-------- Document passage
# Water Drops



## cdryden (Dec 30, 2016)

Here is some of the more recent water drop shots I've been working on.


----------



## zombiesniper (Dec 30, 2016)

Excellent set. Nominated number 5 for POTM.


----------



## OGsPhotography (Dec 30, 2016)

Awesome.


----------



## Dean_Gretsch (Dec 30, 2016)

I would tell anyone thinking of taking LSD to take a look at your photos....it's time better spent with the same results! These are *awesome*! Incredible!


----------



## smoke665 (Dec 30, 2016)

Only one word WOW!


----------



## peterogof (Dec 31, 2016)

cdryden said:


> Here is some of the more recent water drop shots I've been working on.



Stunning


Sent from my iPad using Tapatalk


----------



## jcdeboever (Dec 31, 2016)

Wow! Very cool!

Sent from my XT1254 using ThePhotoForum.com mobile app


----------



## SquarePeg (Dec 31, 2016)

Great stuff. I really like the 6th shot best.  The last one if you cropped it, do you have it without cutting off the ripple?


----------



## Raj_55555 (Dec 31, 2016)

Wow!! Any chance you're gonna let us in on the secret to #5, how did you get that drop in the bubble?


----------



## cdryden (Dec 31, 2016)

zombiesniper said:


> Excellent set. Nominated number 5 for POTM.


Well thanks! Glad you liked it. I wish I did a better job on it now!


----------



## peterogof (Dec 31, 2016)

peterogof said:


> cdryden said:
> 
> 
> > Here is some of the more recent water drop shots I've been working on.
> ...
----------------
- [Work instructions]:
1) In the water drops thread, list every username that posted on Dec 30, 2016.
2) From the entries below, repeat the lines starting at the line that contains "Q: give x and y for each instance of the rock" and ending at the line that contains "Query: stone wall".
-------- Entries supplied
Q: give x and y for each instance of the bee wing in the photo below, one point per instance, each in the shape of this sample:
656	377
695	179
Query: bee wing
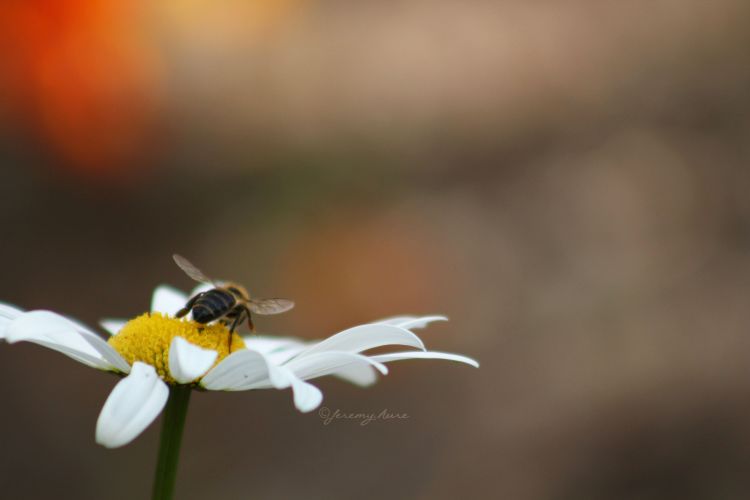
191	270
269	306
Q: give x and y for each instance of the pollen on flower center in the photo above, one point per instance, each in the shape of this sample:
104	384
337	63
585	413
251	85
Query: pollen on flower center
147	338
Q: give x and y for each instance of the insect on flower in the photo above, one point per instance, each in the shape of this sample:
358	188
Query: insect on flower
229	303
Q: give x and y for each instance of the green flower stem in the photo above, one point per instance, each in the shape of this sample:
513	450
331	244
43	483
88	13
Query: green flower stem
----------------
-------- Entries supplied
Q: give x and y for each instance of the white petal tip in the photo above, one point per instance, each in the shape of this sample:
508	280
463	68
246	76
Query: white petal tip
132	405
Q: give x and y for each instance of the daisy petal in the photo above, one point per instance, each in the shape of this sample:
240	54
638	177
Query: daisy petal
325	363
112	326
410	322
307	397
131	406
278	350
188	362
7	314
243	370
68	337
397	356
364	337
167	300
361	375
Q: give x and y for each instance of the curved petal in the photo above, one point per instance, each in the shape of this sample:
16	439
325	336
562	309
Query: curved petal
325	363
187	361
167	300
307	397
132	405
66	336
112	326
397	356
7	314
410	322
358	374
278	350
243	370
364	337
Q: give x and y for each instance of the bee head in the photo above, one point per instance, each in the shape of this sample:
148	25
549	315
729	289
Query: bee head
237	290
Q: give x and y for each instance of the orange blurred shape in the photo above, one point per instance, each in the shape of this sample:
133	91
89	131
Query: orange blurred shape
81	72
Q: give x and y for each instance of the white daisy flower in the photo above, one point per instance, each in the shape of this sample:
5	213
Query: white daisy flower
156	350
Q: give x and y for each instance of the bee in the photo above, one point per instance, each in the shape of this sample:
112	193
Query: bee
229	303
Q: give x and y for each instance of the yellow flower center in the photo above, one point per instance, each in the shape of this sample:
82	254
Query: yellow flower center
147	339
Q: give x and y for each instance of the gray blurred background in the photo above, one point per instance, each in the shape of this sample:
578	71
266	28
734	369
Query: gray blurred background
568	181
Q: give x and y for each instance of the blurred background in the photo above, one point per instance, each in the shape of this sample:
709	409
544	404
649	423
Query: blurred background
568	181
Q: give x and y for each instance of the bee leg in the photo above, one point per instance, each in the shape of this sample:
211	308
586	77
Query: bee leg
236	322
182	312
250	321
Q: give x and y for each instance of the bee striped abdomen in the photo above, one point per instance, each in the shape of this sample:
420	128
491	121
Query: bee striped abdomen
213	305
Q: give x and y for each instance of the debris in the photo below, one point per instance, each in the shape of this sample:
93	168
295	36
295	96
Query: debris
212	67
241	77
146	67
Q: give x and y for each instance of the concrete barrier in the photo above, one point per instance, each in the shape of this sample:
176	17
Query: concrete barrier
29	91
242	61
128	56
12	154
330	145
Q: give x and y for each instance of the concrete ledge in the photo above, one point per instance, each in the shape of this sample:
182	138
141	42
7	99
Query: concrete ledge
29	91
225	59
----------------
-------- Entries supplied
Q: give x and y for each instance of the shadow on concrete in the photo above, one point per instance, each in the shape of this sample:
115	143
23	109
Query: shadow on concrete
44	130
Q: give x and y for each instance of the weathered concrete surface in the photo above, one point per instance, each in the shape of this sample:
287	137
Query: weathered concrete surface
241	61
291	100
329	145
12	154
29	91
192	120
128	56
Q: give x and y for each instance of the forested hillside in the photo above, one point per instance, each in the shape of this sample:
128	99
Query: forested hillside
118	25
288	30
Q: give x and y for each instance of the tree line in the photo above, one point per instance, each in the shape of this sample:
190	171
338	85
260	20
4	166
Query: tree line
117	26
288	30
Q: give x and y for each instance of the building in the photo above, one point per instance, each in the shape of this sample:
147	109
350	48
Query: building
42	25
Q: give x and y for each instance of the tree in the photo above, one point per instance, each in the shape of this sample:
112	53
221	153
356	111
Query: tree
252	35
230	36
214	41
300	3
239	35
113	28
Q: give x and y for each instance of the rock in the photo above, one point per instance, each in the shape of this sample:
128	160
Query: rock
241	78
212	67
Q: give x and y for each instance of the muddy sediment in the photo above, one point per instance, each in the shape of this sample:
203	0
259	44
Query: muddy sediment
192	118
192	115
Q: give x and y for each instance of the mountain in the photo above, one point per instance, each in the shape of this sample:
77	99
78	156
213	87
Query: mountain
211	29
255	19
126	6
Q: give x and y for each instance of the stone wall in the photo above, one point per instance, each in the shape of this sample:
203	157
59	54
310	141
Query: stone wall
----------------
- [Answers in order]:
1)
cdryden
zombiesniper
OGsPhotography
Dean_Gretsch
smoke665

2)
Q: give x and y for each instance of the rock in the photo above, one point per instance, each in the shape of this sample:
128	160
Query: rock
241	78
212	67
Q: give x and y for each instance of the muddy sediment in the photo above, one point per instance, each in the shape of this sample:
203	0
259	44
Query: muddy sediment
192	118
192	115
Q: give x and y for each instance of the mountain in the photo above, one point per instance, each in the shape of this sample:
77	99
78	156
213	87
Query: mountain
211	29
255	19
126	6
Q: give x and y for each instance of the stone wall in the photo above, one point per instance, each in the shape of this sample:
203	157
59	54
310	141
Query: stone wall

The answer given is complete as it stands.